Running Circles Around Adversity: Addison's Riley Story
Addison Misch is a determined competitor on the cross country trail, and her pace hasn’t slowed, even after surgery to remove a tennis ball-sized tumor from her brain.
The 12-year-old from Markle, Ind., was vacationing with her family last summer when her mother found her standing and slowly spinning in circles, shaking her arms. Addison told her mom later that she could hear her but couldn’t respond.
An MRI revealed a large tumor, and doctors in Fort Wayne connected the Misch family with Jodi Smith, M.D., a pediatric neurosurgeon at Riley Hospital for Children at IU Health. Dr. Smith met Addison on Friday and her surgery was scheduled for that Monday.
“It was kind of dramatic,” Addison remembers. “Straight after my mom found me, they found the tumor, and straight after that, I was in surgery at Riley.”
Two dozen of Addison’s family and friends waited at Riley during the all-day surgery. Parents Mark and Jamie Misch credit an experienced nurse for convincing them to get a room at the in-hospital Ronald McDonald House.
“She took care of us so that we could help care for Addison,” Jamie says.
Addison doesn’t remember much from the days after surgery (other than eating lots of JELL-O and playing Wii in her room) but she found a friend in Dr. Smith.
“Dr. Smith is a really wonderful lady, and she talks to me personally at all of my check-ups,” Addison says. Dr. Smith was equally impressed with her young patient. “Addison was a terrific and delightful patient with a huge, very rare and highly vascular tumor. She recovered very quickly from her surgery, despite the fact that the surgery lasted about eight to 10 hours,” Smith recalls.

INSTRUCTIONS TO FOLLOW -
What do you get when you write out the passage from the Addison Misch story starting at "The 12-year-old from" and ending at "for that Monday.", word for word? Use only the Addison Misch story to answer.

DATA PROVIDED -
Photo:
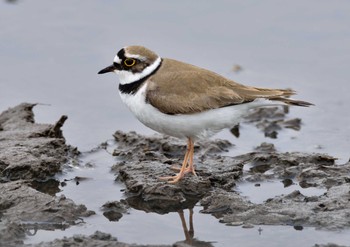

ANSWER SPACE -
The 12-year-old from Markle, Ind., was vacationing with her family last summer when her mother found her standing and slowly spinning in circles, shaking her arms. Addison told her mom later that she could hear her but couldn’t respond.
An MRI revealed a large tumor, and doctors in Fort Wayne connected the Misch family with Jodi Smith, M.D., a pediatric neurosurgeon at Riley Hospital for Children at IU Health. Dr. Smith met Addison on Friday and her surgery was scheduled for that Monday.